Stated exercise → Extract every line of text in the entries below verbatim, omitting any pictures from the output.

____ Data excerpts

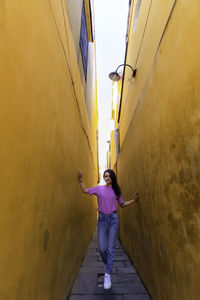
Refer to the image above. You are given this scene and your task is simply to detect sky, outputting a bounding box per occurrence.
[93,0,129,181]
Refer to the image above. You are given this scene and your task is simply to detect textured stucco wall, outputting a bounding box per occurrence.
[0,0,97,300]
[117,0,200,300]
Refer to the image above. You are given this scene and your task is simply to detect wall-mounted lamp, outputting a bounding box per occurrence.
[109,64,137,81]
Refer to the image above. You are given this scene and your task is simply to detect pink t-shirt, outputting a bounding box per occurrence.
[88,185,124,214]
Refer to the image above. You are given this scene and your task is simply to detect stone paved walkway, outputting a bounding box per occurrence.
[68,232,150,300]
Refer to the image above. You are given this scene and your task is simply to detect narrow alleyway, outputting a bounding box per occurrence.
[68,232,150,300]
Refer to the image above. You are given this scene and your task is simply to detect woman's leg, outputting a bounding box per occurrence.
[105,213,119,274]
[98,214,108,265]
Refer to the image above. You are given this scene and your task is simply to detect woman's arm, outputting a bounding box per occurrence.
[120,192,139,208]
[78,169,88,194]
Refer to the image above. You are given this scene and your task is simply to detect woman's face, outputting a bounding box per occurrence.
[104,172,112,184]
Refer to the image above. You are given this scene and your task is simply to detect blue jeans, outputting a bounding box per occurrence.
[98,213,119,274]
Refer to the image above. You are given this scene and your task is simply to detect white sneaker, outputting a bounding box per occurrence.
[103,274,111,290]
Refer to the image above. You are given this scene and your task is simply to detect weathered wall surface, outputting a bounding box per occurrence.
[117,1,200,300]
[0,0,97,300]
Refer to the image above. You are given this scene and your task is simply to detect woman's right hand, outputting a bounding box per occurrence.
[135,191,139,202]
[77,169,83,180]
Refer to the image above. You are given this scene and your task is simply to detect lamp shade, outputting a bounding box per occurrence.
[109,72,120,81]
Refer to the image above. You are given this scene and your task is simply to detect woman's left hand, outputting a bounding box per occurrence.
[134,192,139,202]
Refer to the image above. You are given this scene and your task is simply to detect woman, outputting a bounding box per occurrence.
[78,169,139,289]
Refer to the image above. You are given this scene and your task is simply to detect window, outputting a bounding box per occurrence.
[80,1,88,79]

________

Worked answer →
Refer to the image above. You are given this scene and your task is simply to detect sky, outputting a bounding box per occurrence.
[93,0,129,181]
Refer to the image above. You are given this scene and your task is simply to detect textured stucco wall, outputting a bounding box per occurrence.
[0,0,97,300]
[117,0,200,300]
Refer to the image above. You are given this scene and your task is simply to detect wall-mounted lamp, outputting a bounding box per occurrence.
[109,64,137,81]
Refer to the image above. You are given this scene and your task is simply to detect pink t-shirt, outputting a bounding box per occurrence.
[88,185,124,214]
Refer to the image above. You are given this scene and your task is simply to detect stone paved walkway, outputting a bounding box per occurrence.
[68,232,150,300]
Refer to the image above. You are given this scene and your task is simply to detect narrow alleyway, outputting a bounding box per occurrence.
[68,232,150,300]
Refer to the image above. You are given this scene and your task is simply to detect woman's leg, outputting a bounding box per occurrence.
[105,213,119,274]
[98,214,108,265]
Refer to the image above. You are given this scene and your task is simply to detect woman's arm, outputting a bounding box per occurrence.
[120,192,139,208]
[78,169,88,194]
Refer to the image above. You are given this scene and your task is simply to detect woman's face, outputting a bounding box per occurrence.
[104,172,112,184]
Refer to the image above. You are given this scene and your task is simply to detect blue jeans, outputting a bounding box per occurrence.
[98,213,119,274]
Refer to the image above. You are given this scene and your task is simply to detect white sneaker, outputting a bounding box per occurrence.
[103,274,111,290]
Refer to the image above. You are given this scene and your task is simply to detect weathered wall surface, outputting a bounding box per occurrence.
[117,1,200,300]
[0,0,97,300]
Refer to the image above. You are given this scene and your task is simply to detect woman's right hand, outputting a bounding box per occurrence.
[135,191,139,202]
[77,169,83,180]
Refer to the image above. You are given this scene and your task is simply to detect lamp shade, outputting a bounding box per occurrence.
[109,72,120,81]
Refer to the image above. You are given this scene and your task is simply to detect woman's left hand, outputting a bounding box per occurrence.
[134,192,139,202]
Refer to the image above. You are given this scene and your task is simply to detect woman, outputting a bounding box per occurrence.
[78,169,139,289]
Refer to the image above. You are given this scene and your task is simply to detect window, outputting a bounding box per occurrence.
[80,1,88,79]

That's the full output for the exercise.